▶ To be done
From the forum thread on the Schwinn Superior Sprint, extract everything from "Really surprised nobody" down to "to sell it.", copying it word for word.

▶ Selected extract

────────

# Schwinn  Superior Sprint



## junkman 59 (Nov 4, 2017)

Well I haven't posted this one here I purchase this bike several years ago and found out that there were 76 or 78 were built.
I found it in local aution house  Was purchased at a garage sale by a couple and they auction off the bike
Scott



 

 

 

 

 oom


----------



## junkman 59 (Nov 4, 2017)

Really surprised nobody knows about these bikes

 I guess it's more common around here in Chicago and I guess
Scott


----------



## Schwinn499 (Nov 4, 2017)

Beautiful. Weve talked before. I know a lot about those bikes. Still interested in it if you ever decide to sell it.


----------



## Metacortex (Nov 4, 2017)

junkman 59 said:


> Well I haven't posted this one here I purchase this bike several years ago and found out that there were 76 or 78 were built.



I'd seriously be interested in your evidence of this. Please let us know what you have found out about these bikes and from where. Thanks!


----------



## junkman 59 (Nov 5, 2017)

Metacortex said:


> I'd seriously be interested in your evidence of this. Please let us know what you have found out about these bikes and from where. Thanks!



Pm sent
Scott


----------



## Oilit (Nov 10, 2017)

I've never seen or heard of this one. But if there were only 76 or 78 built, I don't feel too bad. Beautiful bike!


----------



## Joenolan (Jun 6, 2018)

I have one, I sent an email asking Richard Schwinn about the bike, I was told they were produced in 1973 as proto type, mine is a 24" frame that went missing from R&D. The superior is the one on the left, its with a production Sprint and Production Superior.


----------

────────

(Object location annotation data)
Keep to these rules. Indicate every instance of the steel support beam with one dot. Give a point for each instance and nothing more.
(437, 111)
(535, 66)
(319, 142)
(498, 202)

────────

▶ Full response
Really surprised nobody knows about these bikes

 I guess it's more common around here in Chicago and I guess
Scott


----------



## Schwinn499 (Nov 4, 2017)

Beautiful. Weve talked before. I know a lot about those bikes. Still interested in it if you ever decide to sell it.